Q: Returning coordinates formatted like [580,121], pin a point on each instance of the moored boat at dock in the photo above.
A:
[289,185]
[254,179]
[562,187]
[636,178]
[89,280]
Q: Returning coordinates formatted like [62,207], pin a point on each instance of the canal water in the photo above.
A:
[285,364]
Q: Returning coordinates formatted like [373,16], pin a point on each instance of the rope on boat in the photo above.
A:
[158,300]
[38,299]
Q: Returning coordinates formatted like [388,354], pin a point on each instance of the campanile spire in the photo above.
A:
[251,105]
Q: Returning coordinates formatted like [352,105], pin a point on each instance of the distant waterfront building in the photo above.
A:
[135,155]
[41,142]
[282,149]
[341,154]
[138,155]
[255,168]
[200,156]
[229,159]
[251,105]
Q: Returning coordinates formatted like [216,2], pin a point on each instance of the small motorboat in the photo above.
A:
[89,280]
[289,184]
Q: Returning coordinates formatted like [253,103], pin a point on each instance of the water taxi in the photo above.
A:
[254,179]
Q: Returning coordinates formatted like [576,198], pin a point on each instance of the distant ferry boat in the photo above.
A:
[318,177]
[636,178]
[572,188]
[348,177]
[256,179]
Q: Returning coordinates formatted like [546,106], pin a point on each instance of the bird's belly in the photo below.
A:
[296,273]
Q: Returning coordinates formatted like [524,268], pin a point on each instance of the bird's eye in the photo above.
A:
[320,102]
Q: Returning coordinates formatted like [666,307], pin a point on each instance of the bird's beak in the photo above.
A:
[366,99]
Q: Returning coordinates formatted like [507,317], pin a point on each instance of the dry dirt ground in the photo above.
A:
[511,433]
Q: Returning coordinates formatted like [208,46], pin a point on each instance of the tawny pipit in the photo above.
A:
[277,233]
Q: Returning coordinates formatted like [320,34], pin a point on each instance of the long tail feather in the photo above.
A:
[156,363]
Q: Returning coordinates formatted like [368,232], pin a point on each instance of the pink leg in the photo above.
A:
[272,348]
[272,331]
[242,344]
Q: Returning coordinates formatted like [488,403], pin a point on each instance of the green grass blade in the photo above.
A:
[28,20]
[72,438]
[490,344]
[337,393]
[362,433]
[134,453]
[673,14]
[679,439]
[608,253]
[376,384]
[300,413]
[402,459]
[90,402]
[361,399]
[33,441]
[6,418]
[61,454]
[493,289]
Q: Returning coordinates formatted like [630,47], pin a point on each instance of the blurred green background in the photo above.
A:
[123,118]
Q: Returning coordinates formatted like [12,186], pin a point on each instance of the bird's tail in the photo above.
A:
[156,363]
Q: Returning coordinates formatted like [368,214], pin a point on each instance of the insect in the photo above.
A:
================================
Description of the task >>
Provide only the number of lines within the material that contain the string "green".

Output below >>
2